- _Activity_:
An exact reproduction of all the entries below is required.

(Items listed in a dataset)
- Opening Delimiter -

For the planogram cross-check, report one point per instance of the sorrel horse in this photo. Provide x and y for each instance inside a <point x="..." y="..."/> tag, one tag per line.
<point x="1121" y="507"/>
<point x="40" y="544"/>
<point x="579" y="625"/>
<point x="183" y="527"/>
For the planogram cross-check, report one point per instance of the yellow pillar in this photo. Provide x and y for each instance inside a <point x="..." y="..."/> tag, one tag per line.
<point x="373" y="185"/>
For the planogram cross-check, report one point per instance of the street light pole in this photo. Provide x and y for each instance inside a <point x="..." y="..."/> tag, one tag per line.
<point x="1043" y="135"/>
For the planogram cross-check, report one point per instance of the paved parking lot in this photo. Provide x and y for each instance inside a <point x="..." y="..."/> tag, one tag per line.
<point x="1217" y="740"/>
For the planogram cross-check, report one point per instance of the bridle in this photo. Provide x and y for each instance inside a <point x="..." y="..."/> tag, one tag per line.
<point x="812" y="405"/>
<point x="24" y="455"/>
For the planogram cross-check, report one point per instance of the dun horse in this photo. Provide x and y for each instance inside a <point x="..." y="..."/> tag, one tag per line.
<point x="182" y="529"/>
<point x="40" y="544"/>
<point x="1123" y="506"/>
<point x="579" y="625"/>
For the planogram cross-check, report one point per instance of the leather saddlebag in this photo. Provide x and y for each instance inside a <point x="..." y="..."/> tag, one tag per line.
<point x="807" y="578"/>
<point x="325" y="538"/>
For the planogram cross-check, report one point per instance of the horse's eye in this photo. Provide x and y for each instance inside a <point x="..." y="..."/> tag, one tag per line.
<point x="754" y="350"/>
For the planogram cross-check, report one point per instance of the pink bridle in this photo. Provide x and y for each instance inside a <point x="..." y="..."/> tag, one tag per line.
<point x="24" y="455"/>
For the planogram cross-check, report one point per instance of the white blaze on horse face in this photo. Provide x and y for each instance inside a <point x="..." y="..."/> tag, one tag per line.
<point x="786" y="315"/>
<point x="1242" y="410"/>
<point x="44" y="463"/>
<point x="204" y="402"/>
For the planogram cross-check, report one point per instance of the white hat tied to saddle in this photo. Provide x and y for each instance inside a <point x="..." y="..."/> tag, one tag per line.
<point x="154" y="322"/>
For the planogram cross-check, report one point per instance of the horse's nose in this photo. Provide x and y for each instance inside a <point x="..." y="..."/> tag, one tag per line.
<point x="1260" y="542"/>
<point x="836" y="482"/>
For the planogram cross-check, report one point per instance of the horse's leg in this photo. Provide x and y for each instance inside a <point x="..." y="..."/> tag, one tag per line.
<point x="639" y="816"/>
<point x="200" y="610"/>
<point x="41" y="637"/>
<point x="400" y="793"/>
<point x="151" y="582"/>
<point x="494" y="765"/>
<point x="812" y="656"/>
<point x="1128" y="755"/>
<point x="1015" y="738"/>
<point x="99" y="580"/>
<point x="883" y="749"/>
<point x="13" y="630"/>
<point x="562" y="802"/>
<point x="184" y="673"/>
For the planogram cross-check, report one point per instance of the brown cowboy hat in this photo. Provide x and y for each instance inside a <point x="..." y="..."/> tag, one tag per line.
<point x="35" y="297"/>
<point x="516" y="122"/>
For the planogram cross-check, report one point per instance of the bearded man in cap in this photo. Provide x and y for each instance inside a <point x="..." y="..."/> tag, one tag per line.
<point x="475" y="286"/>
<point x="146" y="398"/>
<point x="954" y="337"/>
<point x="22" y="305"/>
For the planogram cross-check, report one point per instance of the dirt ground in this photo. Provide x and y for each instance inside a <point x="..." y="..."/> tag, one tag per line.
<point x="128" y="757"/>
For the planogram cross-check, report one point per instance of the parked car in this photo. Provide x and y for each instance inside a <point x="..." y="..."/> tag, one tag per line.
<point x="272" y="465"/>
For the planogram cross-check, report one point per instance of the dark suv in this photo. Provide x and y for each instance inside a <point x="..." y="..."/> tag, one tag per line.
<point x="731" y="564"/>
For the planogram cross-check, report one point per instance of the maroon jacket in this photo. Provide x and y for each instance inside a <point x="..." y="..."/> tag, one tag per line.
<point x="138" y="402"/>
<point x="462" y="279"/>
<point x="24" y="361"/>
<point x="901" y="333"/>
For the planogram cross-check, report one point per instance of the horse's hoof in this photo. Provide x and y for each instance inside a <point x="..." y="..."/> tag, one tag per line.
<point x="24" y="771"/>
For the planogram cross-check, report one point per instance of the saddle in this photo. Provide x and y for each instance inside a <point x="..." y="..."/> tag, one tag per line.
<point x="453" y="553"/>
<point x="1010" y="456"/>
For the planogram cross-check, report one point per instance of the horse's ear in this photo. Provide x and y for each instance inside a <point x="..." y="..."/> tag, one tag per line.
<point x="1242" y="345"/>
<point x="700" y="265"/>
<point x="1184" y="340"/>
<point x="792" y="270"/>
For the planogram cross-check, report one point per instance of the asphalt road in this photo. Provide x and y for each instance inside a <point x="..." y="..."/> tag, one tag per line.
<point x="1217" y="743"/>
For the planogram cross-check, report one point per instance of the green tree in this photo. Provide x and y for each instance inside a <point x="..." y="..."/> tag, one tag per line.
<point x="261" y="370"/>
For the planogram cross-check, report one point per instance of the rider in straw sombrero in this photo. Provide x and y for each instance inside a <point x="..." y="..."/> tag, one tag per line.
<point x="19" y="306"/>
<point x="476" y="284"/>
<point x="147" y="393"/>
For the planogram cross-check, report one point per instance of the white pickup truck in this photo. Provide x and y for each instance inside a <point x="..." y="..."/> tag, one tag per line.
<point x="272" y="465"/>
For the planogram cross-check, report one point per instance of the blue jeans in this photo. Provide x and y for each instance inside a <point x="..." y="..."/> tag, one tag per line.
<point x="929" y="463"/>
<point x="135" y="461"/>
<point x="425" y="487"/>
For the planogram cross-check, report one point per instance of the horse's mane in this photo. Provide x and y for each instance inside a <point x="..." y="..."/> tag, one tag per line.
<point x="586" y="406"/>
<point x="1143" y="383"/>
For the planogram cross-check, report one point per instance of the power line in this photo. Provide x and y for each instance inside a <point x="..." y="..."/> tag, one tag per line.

- Closing Delimiter -

- _Response_:
For the planogram cross-check, report one point per instance of the sorrel horse in this photo. Provide x and y for each instance inside a <point x="..." y="..."/> tag, one tag per line.
<point x="1121" y="507"/>
<point x="40" y="544"/>
<point x="579" y="625"/>
<point x="183" y="527"/>
For the planogram cross-check, report one point per instance of the yellow pillar in this photo. Provide x and y for each instance inside a <point x="..." y="..."/> tag, one tag per line.
<point x="373" y="185"/>
For the planogram cross-check, report one point per instance of the street light pole in this photo. Provide x and y for each instance inside a <point x="..." y="..."/> tag, one tag per line.
<point x="1043" y="135"/>
For the planogram cross-check, report one point per instance of the paved parking lot in this photo. Provide x and y for each instance inside a <point x="..." y="..."/> tag, one tag per line.
<point x="1217" y="740"/>
For the planogram cross-check, report one point per instance of the bridle in this photo. Provide x and y for each instance inside a <point x="..." y="..."/> tag, one tag per line.
<point x="812" y="405"/>
<point x="24" y="455"/>
For the planogram cross-check, report one point per instance of the dun horse in this photo. Provide x and y for each instance inside a <point x="..." y="..."/> tag, one tag per line.
<point x="182" y="529"/>
<point x="40" y="544"/>
<point x="1123" y="506"/>
<point x="579" y="625"/>
For the planogram cross-check, report one point per instance of the leather saddlebag in this photo. Provide x and y for each instance inside a <point x="..." y="..."/> tag, one tag per line.
<point x="807" y="578"/>
<point x="325" y="538"/>
For the planogram cross-check, report one point per instance of the horse's eye in this photo. Provide x and y for each instance inside a <point x="..." y="..."/> tag, one tag per line.
<point x="754" y="350"/>
For the planogram cross-check, report one point per instance of the pink bridle in this photo. Provide x and y for each instance inside a <point x="..." y="..."/> tag, one tag per line.
<point x="24" y="455"/>
For the planogram cross-check, report one point per instance of the white blaze on horse face in this photo. Provide x and y for each instance inside a <point x="..." y="..."/> tag, one tag per line.
<point x="786" y="315"/>
<point x="1242" y="410"/>
<point x="44" y="463"/>
<point x="204" y="402"/>
For the planogram cross-check, report one point per instance of the white hat tied to saddle in this photo. Provide x and y for each instance inside a <point x="..." y="..."/> tag, one tag per line.
<point x="154" y="322"/>
For the planogram cross-check, report one point per instance of the horse's nose in this photo. Provide x and y for each instance inside a <point x="..." y="..."/> tag, one tag per line.
<point x="1260" y="542"/>
<point x="836" y="482"/>
For the planogram cross-check, report one point per instance of the horse's leg in this photo. Provide x and y for each instance inside a <point x="..." y="..."/> tag, one tag per line.
<point x="639" y="816"/>
<point x="200" y="610"/>
<point x="41" y="637"/>
<point x="400" y="793"/>
<point x="151" y="582"/>
<point x="494" y="765"/>
<point x="812" y="656"/>
<point x="1128" y="755"/>
<point x="1015" y="738"/>
<point x="99" y="580"/>
<point x="883" y="749"/>
<point x="13" y="630"/>
<point x="562" y="802"/>
<point x="184" y="673"/>
For the planogram cross-check, report one point per instance of the brown cowboy hat in this photo. Provide x and y for each instance inside a <point x="..." y="..."/> tag, one tag per line.
<point x="35" y="297"/>
<point x="516" y="122"/>
For the planogram cross-check, report one point per instance of the bearded man in cap in this photo. Provide x and y for each instance inside a <point x="..." y="..."/> tag, one tag per line.
<point x="475" y="286"/>
<point x="146" y="398"/>
<point x="954" y="337"/>
<point x="22" y="305"/>
For the planogram cross-check, report one point per instance of the dirt ground in this photo. Provide x and y for each instance inside a <point x="..." y="..."/> tag, one tag per line.
<point x="128" y="757"/>
For the planogram cross-check, report one point per instance of the parked car in this photo. Provide x and y for each instance inside a <point x="..." y="..."/> tag, one tag per line.
<point x="272" y="465"/>
For the planogram cross-check, report one point per instance of the dark suv in this photo. Provide x and y for each instance inside a <point x="..." y="..."/> tag, one tag per line.
<point x="731" y="564"/>
For the planogram cross-check, report one point per instance of the maroon jacket in this photo. Provide x and y for each instance inside a <point x="..." y="..."/> tag, one tag per line.
<point x="138" y="402"/>
<point x="462" y="279"/>
<point x="24" y="361"/>
<point x="901" y="333"/>
For the planogram cross-check, report one point per instance of the horse's hoof in this photo. Provide x and y for each instance inside a <point x="..." y="..."/> tag, one tag per line.
<point x="24" y="771"/>
For the planogram cross-check, report one point per instance of the saddle in this photo. Provide x and y for each instance inside a <point x="..." y="..."/> tag, one tag per line.
<point x="453" y="553"/>
<point x="1010" y="456"/>
For the planogram cross-check, report one point per instance of the horse's ear in this photo. Provide x and y for each instance inside a <point x="..." y="..."/> tag, one tag per line.
<point x="1242" y="345"/>
<point x="700" y="265"/>
<point x="1184" y="340"/>
<point x="792" y="270"/>
For the planogram cross-check, report one point per instance of the asphalt road in this photo. Provide x and y for each instance inside a <point x="..." y="..."/> tag, one tag per line.
<point x="1217" y="743"/>
For the planogram cross-check, report one point per instance of the green tree in this photo. Provide x and y for each instance inside a <point x="..." y="..."/> tag, one tag per line.
<point x="261" y="370"/>
For the planogram cross-check, report one point per instance of the rider in straw sombrero in this photo. Provide x and y for each instance inside a <point x="..." y="..."/> tag, one tag per line.
<point x="19" y="306"/>
<point x="476" y="284"/>
<point x="147" y="393"/>
For the planogram cross-check, report one point per instance of the white pickup truck in this photo. Provide x and y for each instance inside a <point x="..." y="..."/> tag, one tag per line.
<point x="272" y="465"/>
For the planogram cross-check, report one point per instance of the blue jeans in this photo. Provide x and y for each instance inside a <point x="..." y="..."/> tag, one tag per line.
<point x="929" y="463"/>
<point x="135" y="461"/>
<point x="425" y="487"/>
For the planogram cross-check, report one point per instance of the horse's mane in this photo. Provide x and y for each instance inside a <point x="..." y="..."/> tag, one tag per line.
<point x="586" y="406"/>
<point x="1143" y="383"/>
For the planogram cross-check, report one point per instance of the power line in this photo. Provide x and y for each instance inside a <point x="..." y="..."/> tag, one tag per line.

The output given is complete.